***** EXCERPT

Hi there! Checking in toward the back part of my first cycle back with a mostly positive report.
It was weird to be going back into treatment—especially given how different it is in a COVID-19 world. There were no visitors allowed, and only about half as many patients. Oncologists are delaying / getting less aggressive with treatment in light of the pandemic, which is scary in and of itself—and probably explains why my doctor decided to skip Vectibix for now, and maybe also why nobody wants to talk about what comes after my four cycles of FOLFIRI.
I kept an N95 mask on, and wound up feeling dizzy after treatment—which may have been from the chemo, but the nurses said is more likely from the mask. And I was just SITTING there for a few hours wearing it; I truly cannot imagine how the medical front line is managing to work with their PPE on.
Side effects have been manageable. Steroids had me flying Monday and Tuesday. By Wednesday afternoon, however, they wore off, and I couldn’t maintain consciousness past 4 pm. Fatigue continued most of Thursday and Friday. Fatigue is weird—it’s not the worst side effect, because you just feel tired—but there’s also absolutely no way to control it. Fatigue, unlike tiredness, isn’t cured by rest. But you rest anyway, wake up and try power through an hour, only to eventually give up and lay back down again. The net effect is more emotional than physical, and I spend a lot of time complaining to Per that I feel lazy, to which he responds with unfailing patience, “You’re not lazy; you’re on chemo.”
I’ve spent a lifetime feeling valuable for doing—it’s tough to adjust to feeling worthwhile for just being.
By the weekend I was feeling more energetic, and almost normal by Sunday, when my GI side effects set in. Less fun than fatigue, but not worse than I experienced on FOLFOX, and manageable overall if I am proactive with meds. I had a day or two or suppressed appetite, but nothing terrible —and by Monday, I was in the mood to cook again for the rest of the week.

**********
***** RECORDED INFORMATION

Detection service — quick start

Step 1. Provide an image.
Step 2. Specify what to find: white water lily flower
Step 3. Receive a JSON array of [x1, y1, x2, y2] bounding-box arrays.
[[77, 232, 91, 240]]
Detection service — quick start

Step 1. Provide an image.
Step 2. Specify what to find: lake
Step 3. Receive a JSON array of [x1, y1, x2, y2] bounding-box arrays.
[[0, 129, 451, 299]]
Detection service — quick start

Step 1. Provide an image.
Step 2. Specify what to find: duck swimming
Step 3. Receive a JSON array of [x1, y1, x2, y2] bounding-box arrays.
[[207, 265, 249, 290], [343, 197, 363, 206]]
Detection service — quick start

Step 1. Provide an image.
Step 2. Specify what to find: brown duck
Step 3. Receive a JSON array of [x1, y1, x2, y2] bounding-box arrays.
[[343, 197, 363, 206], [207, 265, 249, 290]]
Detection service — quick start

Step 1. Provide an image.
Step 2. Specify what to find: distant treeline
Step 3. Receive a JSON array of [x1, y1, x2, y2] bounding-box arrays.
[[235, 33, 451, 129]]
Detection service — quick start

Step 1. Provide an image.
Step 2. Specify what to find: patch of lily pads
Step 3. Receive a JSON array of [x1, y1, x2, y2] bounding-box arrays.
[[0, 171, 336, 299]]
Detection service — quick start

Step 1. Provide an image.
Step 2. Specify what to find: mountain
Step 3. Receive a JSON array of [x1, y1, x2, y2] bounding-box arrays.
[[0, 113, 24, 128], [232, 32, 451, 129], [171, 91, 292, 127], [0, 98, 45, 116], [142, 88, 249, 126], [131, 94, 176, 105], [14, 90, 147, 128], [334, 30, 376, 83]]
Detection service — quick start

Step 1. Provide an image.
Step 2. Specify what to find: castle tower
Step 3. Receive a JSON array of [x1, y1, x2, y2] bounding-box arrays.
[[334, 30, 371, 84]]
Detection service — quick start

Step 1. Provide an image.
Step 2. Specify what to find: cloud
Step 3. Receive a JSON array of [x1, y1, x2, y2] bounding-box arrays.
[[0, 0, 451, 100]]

**********

# [STUDY QUESTIONS]
1) Decide whether each statement agrees with the chemo update: (a) Visitors were allowed during treatment. (b) The nurses thought the dizziness more likely came from the mask. (c) The GI side effects were worse than on FOLFOX. For each, answer yes or no and quote the words from the update that settle it.
2) Pick up the chemo update after its last sentence and write the next part.

# [SET OF ANSWERS]
1)
(a) No: "There were no visitors allowed"
(b) Yes: "the nurses said is more likely from the mask"
(c) No: "not worse than I experienced on FOLFOX"

2)
So overall, so far—my fatigue is worse, but everything else is the same or better—and in particular the important things.
Which is good, because as I’ve returned to treatment, I’ve noticed something about my mindset.
The first time around, I tried very hard to think of cancer as a journey and not a battle. I knew on some level that once you have cancer, you will never really feel done with it—but somewhere along the line, I got over that, and in what’s probably a natural human way, I started to focus on a goal of beating cancer so I could get back to real life.
And then I did.
Actually I snapped back to my “old life” in a way that kind of alarmed me. On the one hand, it was such a relief to sink back into the known. But on the other—shouldn’t cancer have CHANGED more? Changed ME more? Ha, turns out cancer wasn’t quite done with what it had to teach me.
My head feels like it’s in a different place with my recurrence. This time around, cancer doesn’t feel like some intermission—an inconvenient break before life goes back to normal. Well, I guess it could be—and I hope it still is. But it could also be the start to me managing my life with cancer. Which means I really can’t afford to fall into the trap of waiting for this to be over—I could lose half my life to that!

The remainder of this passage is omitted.